----- Dataset -----

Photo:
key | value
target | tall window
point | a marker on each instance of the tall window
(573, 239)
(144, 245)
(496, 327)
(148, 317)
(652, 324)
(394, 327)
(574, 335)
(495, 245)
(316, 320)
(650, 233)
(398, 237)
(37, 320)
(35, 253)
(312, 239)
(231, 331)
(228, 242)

-----

About this exercise —
What you return should consist solely of the lines from the one containing "key | value" through the end of the entries above, reproduced exactly.

Task response —
key | value
target | tall window
point | a marker on each instance of the tall window
(573, 239)
(144, 245)
(496, 327)
(148, 317)
(652, 324)
(394, 327)
(574, 335)
(495, 245)
(316, 320)
(650, 233)
(398, 237)
(37, 320)
(35, 253)
(312, 239)
(231, 331)
(228, 242)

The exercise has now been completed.